> Assignment 1
In the advice column on responding to a friend's transgender disclosure, why does the writer prefer questions about name, pronoun and misgendering over questions about hormones and surgery? Answer in one to three sentences.
> Assignment 2
Continue the advice column on responding to a friend's transgender disclosure, starting after its last sentence.

An advice column about sexuality, gender, dating and overall queerness
By Mollie Whuppie /// Staff Writer
“My friend recently told me that he’s trans. He seemed annoyed when I asked him if he’d gotten surgery yet. What did I do wrong? What should I say if a situation like this comes up in the future?”
– Confused Cis Person
Dear Confused Cis Person,
As Laverne Cox, star of Orange Is the New Black, once put it, “The preoccupation with transition and surgery objectifies trans people. And then we don’t get to really deal with the real, lived experiences.” I totally agree with her. Asking a trans person if they’ve had “the surgery” yet is kind of like asking a cis man if he’s circumcised or not. It’s a really personal topic and not something you need to know. It also reinforces the notion that all trans people need (and have access to) surgery. For many people, financial or medical constraints prevent them from getting surgery. Other people simply aren’t interested in surgery. Keep in mind, too, that there are many surgeries, and having had surgery doesn’t guarantee that a person has had the one you’re thinking of.
Regarding what to do in the future, I suggest trying to let the person who is disclosing guide the discussion. Remember that disclosure is a very trusting decision, so don’t derail the conversation by making it about anything other than what they want to share.
When asking questions to someone who just told you they’re transgender or queer, a good rule of thumb is to keep in mind two things: First, do you need to know the answer; Second, would you want someone to ask you that? That’s why I think that pragmatic questions like “What name and pronoun do you want me to use for you?” or “What do you want me to do if I hear someone misgender you?” are usually preferred over questions about hormones and surgery. Some people might want to talk about their medical transitions, but you shouldn’t assume that they do—or even are undergoing any. Additionally, just because someone is out to you about being trans does not mean that they are the spokesperson for all trans people.

> Material supplied
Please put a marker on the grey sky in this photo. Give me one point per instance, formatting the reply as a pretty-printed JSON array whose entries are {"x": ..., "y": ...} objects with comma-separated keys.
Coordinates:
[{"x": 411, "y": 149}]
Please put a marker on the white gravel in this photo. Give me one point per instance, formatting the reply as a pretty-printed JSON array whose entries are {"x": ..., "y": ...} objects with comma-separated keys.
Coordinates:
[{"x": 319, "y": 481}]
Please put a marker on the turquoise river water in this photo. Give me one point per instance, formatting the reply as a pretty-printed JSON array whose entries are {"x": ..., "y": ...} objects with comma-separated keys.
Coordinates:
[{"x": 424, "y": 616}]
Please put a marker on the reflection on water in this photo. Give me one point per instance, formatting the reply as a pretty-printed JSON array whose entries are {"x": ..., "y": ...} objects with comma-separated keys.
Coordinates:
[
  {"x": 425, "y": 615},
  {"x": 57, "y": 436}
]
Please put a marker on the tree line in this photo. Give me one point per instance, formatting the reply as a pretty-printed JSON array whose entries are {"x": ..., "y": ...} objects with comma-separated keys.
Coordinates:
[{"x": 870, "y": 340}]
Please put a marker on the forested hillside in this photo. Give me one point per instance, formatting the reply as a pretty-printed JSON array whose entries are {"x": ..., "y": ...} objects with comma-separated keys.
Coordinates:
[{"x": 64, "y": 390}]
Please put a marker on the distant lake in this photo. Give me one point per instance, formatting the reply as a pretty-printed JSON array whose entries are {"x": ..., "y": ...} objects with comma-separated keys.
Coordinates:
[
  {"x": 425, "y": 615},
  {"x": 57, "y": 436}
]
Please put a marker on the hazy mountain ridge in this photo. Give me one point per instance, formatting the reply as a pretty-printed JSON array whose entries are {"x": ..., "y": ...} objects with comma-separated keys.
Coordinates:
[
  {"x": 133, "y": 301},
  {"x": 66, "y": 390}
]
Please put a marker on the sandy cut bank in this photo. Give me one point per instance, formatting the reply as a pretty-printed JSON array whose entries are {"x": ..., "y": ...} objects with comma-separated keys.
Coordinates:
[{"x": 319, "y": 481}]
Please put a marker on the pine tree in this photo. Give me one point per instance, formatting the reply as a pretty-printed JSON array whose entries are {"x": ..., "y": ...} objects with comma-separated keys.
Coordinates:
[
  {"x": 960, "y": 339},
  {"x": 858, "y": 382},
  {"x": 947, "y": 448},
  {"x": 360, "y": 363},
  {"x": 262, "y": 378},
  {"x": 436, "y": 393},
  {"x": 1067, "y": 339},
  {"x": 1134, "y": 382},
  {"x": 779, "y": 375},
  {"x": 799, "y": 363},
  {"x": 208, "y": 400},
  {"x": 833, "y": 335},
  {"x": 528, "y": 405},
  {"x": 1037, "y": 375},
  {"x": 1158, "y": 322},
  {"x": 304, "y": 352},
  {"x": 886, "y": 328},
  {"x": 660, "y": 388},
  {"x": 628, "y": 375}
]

> Written reply 1
Those practical questions pass the column's two-part rule of thumb: ask only what you need to know, and only what you would be willing to be asked yourself. Surgery, by contrast, is a very personal topic that the listener doesn't need to know about. Some people may want to discuss medical transition, but you shouldn't assume they do or that they are undergoing any.

> Written reply 2
One super important point that I cannot emphasize enough is that just because someone told you that they’re trans (or queer) does not mean that they want everybody to know. Outing a trans person is very inconsiderate, and could easily have a lot of unintended consequences. If they’re not out to their family, they could be kicked out and cut off. If they’re not out to other people, they could—at a minimum—be embarrassed. If word gets to their employer, they could lose their job, especially if they don’t live in a state that bans employment discrimination. There’s a huge threat of violence to trans people, and outing them in some sort of public setting puts them even more at risk. The moral of the story is: don’t do it. If someone trusts you enough to reveal a part of their identity to you, it’s your duty to make yourself worthy of their trust by respecting their privacy.